------ Texte source ------
On sait toutefois que les marques épigénétiques, contrairement aux altérations génétiques de l’ADN, sont potentiellement réversibles. Ce qui en fait des cibles thérapeutiques intéressantes. «C’est la raison pour laquelle des traitements contre certains cancers ont été développés pour agir sur des facteurs épigénétiques afin d’éliminer les marquages anormaux», précise Isabelle Mansuy, professeure à l’Université de Zurich et à l’ETHZ et responsable du laboratoire de neuro-épigénétique. On parle alors d’épidrogues ou d’épimédicaments. A l’heure actuelle, deux principales familles de molécules ont été développées. Problème: elles manquent encore de spécificité d’action, ce qui peut les rendre toxiques pour l’organisme.
------ Extrait des données ------
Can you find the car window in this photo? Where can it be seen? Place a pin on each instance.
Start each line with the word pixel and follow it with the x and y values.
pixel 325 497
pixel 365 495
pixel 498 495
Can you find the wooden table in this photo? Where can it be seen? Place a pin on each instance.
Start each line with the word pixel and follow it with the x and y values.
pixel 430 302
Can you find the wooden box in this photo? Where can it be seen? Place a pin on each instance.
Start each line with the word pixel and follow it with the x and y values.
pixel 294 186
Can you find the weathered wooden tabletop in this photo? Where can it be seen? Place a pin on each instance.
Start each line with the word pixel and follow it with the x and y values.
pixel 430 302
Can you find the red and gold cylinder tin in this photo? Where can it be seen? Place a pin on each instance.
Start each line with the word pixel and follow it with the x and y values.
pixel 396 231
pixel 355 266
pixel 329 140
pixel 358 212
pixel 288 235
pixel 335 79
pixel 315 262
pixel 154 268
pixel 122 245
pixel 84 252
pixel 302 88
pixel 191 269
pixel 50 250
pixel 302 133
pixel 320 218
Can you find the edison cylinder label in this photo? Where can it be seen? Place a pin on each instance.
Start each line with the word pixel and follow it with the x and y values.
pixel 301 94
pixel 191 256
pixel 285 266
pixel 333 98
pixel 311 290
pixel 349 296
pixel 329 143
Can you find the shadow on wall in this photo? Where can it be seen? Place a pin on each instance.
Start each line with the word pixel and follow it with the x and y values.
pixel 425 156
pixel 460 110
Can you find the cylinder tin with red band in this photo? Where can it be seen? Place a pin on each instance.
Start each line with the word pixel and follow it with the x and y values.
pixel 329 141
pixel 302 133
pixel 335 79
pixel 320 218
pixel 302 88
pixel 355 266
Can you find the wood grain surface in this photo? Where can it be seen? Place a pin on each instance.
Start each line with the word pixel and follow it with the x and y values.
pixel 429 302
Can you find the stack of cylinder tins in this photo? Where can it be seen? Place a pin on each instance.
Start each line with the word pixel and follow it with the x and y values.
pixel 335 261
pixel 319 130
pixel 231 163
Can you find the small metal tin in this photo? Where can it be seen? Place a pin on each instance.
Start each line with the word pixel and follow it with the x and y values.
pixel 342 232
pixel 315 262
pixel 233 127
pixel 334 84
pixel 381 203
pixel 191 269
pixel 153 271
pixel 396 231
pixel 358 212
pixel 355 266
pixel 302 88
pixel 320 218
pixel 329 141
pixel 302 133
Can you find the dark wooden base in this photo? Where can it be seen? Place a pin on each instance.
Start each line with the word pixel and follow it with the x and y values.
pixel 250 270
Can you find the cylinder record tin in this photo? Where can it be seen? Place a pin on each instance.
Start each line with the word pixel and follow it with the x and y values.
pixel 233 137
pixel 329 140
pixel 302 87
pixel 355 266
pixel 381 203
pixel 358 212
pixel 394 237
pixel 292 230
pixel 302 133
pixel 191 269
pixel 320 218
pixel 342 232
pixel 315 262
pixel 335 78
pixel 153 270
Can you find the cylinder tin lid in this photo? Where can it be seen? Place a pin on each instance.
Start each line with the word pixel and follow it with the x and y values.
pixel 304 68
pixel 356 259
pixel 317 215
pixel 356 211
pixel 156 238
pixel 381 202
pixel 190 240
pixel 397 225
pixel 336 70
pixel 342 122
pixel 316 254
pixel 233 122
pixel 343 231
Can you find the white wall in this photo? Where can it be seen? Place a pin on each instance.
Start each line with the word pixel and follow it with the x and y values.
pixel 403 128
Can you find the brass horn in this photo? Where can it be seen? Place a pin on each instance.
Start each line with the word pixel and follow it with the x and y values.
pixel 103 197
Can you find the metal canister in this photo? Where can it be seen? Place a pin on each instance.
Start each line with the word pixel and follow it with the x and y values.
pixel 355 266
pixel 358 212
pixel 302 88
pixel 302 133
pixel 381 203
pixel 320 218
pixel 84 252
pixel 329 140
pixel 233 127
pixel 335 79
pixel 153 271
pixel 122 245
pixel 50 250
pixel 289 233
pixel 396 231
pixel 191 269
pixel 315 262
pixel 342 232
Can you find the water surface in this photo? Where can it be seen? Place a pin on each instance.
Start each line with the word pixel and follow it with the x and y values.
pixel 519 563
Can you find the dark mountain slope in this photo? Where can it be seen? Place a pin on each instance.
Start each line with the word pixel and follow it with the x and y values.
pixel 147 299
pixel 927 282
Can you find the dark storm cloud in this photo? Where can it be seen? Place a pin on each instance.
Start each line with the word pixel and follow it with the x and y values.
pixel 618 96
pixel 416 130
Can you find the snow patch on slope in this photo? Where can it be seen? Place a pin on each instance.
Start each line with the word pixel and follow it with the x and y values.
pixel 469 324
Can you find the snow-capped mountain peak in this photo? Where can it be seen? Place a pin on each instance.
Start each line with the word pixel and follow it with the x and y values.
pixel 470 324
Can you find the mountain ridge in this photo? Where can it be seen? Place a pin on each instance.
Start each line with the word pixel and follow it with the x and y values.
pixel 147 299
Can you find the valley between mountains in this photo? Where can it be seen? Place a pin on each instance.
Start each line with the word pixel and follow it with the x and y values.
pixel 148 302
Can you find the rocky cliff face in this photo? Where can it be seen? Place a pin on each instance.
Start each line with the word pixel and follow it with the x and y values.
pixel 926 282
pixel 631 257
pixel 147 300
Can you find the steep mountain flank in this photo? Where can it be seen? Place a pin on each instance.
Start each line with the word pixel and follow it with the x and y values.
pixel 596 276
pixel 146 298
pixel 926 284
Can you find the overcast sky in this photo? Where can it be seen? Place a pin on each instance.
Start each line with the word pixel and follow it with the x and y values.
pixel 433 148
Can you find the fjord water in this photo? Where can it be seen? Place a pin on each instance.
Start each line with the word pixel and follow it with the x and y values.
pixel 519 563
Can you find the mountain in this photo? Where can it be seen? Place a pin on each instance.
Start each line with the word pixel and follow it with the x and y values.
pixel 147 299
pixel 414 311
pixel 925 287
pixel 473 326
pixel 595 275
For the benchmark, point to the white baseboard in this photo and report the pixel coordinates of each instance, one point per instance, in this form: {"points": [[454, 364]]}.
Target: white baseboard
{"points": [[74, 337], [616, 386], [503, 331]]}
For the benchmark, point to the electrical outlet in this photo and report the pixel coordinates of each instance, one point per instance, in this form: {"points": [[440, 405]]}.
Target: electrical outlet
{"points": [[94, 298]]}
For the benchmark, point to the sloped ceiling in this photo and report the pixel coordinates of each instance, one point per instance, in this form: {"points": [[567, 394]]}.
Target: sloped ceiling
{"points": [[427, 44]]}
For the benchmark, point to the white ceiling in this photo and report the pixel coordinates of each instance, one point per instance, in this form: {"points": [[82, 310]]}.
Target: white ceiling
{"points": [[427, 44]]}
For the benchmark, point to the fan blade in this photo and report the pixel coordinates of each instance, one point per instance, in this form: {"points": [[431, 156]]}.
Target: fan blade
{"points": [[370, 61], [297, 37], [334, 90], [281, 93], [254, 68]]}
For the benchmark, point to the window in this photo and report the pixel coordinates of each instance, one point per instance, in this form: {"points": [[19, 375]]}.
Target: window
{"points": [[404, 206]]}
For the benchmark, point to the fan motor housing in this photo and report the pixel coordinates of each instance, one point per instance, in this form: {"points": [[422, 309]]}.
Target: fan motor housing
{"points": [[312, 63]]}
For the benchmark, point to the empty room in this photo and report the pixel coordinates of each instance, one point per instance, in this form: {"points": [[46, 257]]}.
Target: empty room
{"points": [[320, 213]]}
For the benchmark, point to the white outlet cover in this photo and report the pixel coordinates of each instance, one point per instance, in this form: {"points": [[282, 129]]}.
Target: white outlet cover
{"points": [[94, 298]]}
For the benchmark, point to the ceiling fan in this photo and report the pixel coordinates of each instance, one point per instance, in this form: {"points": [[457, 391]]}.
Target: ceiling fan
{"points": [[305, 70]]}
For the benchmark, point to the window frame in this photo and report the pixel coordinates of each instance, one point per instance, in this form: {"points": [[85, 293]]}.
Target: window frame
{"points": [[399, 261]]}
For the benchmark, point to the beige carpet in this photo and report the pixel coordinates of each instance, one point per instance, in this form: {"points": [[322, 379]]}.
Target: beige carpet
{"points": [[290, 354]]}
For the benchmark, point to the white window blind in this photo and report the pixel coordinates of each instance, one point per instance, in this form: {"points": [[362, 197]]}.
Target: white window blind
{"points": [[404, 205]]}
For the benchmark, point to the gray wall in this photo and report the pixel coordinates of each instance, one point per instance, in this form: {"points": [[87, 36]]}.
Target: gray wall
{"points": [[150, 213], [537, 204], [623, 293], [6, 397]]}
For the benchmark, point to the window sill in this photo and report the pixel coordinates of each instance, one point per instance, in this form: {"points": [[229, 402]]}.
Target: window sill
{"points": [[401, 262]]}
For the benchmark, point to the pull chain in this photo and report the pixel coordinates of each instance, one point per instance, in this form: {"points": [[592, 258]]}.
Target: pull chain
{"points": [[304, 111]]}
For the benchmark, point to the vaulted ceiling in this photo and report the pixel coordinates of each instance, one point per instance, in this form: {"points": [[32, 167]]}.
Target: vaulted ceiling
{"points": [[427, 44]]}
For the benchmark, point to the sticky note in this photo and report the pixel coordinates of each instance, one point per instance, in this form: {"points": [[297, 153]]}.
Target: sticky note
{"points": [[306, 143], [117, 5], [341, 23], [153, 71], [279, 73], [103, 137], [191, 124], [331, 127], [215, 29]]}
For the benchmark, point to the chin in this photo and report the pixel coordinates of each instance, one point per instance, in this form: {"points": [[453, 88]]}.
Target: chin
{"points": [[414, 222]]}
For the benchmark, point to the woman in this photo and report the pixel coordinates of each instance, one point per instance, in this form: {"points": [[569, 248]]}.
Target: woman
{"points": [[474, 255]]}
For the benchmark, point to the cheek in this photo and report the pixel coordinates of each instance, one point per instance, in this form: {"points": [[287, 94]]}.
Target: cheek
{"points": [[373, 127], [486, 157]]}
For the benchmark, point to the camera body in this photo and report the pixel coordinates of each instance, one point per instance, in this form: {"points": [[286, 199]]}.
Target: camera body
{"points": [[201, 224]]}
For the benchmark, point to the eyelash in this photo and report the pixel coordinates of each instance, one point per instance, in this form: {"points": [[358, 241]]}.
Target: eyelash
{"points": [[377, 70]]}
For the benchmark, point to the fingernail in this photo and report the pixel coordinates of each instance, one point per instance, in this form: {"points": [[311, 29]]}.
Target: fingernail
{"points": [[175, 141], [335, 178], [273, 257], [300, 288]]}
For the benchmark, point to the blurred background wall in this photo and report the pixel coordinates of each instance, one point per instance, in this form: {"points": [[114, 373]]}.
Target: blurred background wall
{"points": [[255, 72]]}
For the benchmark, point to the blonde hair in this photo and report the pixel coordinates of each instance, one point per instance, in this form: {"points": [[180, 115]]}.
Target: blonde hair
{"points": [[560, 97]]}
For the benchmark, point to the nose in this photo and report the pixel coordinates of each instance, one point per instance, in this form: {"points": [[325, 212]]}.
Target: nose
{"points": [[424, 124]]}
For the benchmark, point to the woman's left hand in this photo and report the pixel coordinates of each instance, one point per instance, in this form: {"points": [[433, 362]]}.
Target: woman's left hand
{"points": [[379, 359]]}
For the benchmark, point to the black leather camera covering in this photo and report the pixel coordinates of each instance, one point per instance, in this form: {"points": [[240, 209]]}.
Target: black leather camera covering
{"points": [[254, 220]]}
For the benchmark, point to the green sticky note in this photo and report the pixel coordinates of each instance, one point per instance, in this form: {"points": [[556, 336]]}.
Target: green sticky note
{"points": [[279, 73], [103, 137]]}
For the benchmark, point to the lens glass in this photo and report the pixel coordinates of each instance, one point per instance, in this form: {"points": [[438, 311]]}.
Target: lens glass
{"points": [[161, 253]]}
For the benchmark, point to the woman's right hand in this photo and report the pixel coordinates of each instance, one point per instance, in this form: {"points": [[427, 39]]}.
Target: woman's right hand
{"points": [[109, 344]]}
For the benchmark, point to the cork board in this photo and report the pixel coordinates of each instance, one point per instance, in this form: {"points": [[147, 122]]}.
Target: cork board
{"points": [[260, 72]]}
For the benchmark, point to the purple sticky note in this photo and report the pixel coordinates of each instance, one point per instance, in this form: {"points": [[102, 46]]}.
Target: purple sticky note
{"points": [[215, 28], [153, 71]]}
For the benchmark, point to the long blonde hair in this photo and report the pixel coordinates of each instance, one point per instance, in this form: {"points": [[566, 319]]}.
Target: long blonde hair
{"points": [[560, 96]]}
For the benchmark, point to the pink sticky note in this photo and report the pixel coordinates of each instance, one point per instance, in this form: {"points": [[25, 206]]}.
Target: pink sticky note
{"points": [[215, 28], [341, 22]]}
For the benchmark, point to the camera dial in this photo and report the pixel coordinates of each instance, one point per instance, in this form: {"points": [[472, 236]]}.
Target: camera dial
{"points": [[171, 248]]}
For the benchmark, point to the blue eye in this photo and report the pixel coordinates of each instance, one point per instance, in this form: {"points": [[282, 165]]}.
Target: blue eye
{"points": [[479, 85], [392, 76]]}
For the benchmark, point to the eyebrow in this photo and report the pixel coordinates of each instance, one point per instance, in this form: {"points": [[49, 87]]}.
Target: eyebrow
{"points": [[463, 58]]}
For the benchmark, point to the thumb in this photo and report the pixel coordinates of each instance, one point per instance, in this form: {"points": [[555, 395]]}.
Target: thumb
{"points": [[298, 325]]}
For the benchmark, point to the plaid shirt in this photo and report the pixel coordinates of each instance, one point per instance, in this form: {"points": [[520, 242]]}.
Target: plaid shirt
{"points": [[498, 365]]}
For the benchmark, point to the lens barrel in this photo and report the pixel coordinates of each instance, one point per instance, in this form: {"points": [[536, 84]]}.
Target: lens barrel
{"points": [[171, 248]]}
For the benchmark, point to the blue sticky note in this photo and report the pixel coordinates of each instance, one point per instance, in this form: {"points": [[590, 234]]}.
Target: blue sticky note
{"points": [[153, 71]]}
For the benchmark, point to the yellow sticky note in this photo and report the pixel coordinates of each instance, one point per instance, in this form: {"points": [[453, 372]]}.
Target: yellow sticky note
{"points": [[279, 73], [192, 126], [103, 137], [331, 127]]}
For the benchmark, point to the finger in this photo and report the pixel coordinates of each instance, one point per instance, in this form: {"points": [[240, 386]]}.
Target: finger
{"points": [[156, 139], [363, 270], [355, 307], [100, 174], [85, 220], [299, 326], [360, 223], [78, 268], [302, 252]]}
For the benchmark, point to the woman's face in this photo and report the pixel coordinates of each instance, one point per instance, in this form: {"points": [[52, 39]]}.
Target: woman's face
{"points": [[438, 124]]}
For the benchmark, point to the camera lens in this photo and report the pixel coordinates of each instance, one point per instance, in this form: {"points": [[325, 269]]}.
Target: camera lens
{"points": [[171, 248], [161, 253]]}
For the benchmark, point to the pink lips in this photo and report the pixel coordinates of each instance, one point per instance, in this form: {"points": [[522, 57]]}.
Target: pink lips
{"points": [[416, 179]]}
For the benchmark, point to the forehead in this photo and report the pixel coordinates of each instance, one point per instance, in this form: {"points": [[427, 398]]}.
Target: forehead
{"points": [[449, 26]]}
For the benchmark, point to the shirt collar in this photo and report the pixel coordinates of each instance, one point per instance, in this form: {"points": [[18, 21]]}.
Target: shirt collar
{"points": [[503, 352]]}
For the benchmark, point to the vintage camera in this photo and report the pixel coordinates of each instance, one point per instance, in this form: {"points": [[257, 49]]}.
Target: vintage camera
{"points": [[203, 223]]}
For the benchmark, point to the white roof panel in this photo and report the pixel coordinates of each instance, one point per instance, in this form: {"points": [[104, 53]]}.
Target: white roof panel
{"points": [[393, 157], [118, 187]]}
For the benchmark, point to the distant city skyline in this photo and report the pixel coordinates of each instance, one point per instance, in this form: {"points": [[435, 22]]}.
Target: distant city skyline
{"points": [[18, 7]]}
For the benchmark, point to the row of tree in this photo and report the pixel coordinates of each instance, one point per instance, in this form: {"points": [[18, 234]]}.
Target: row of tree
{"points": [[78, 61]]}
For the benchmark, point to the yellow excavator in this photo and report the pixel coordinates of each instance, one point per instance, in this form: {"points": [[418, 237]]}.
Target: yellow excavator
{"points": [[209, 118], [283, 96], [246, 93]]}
------
● Tâche A:
Traduisez en anglais cette phrase de l’extrait sur l’épigénétique : « A l’heure actuelle, deux principales familles de molécules ont été développées. »
● Tâche B:
Poursuivez l’extrait sur l’épigénétique à la suite de sa dernière phrase.

● Réponse A:
At present, two main families of molecules have been developed.

● Réponse B:
Le rôle de l’épigénétique est par ailleurs également très étudié dans l’apparition des maladies neurodégénératives telles que les maladies d’Alzheimer et de Parkinson; ou métaboliques comme le diabète de type 2 et l’obésité, mais aussi dans la survenue d’affections psychiatriques, comme la dépression et les troubles de la personnalité. «Mieux comprendre les rouages de l’apparition de ces pathologies par des facteurs épigénétiques contribuerait sans doute à des approches diagnostiques différentes et peut-être au développement de nouvelles thérapies», espère Isabelle Mansuy.
Impact de l’environnement
Bien que les processus par lesquels l’exposition environnementale dérègle l’épigénome ne soient par encore complètement compris, on sait que de nombreux facteurs ont une influence positive ou négative sur les gènes. L’alimentation, par exemple, par sa quantité et sa qualité, est susceptible d’avoir un effet sur les molécules nécessaires au fonctionnement de la mécanique épigénétique. Certaines expériences ont également démontré que des entraînements intensifs, chez les sportifs de haut niveau, pouvaient engendrer des modifications épigénétiques, avec pour conséquence de faciliter la pratique du sport en question.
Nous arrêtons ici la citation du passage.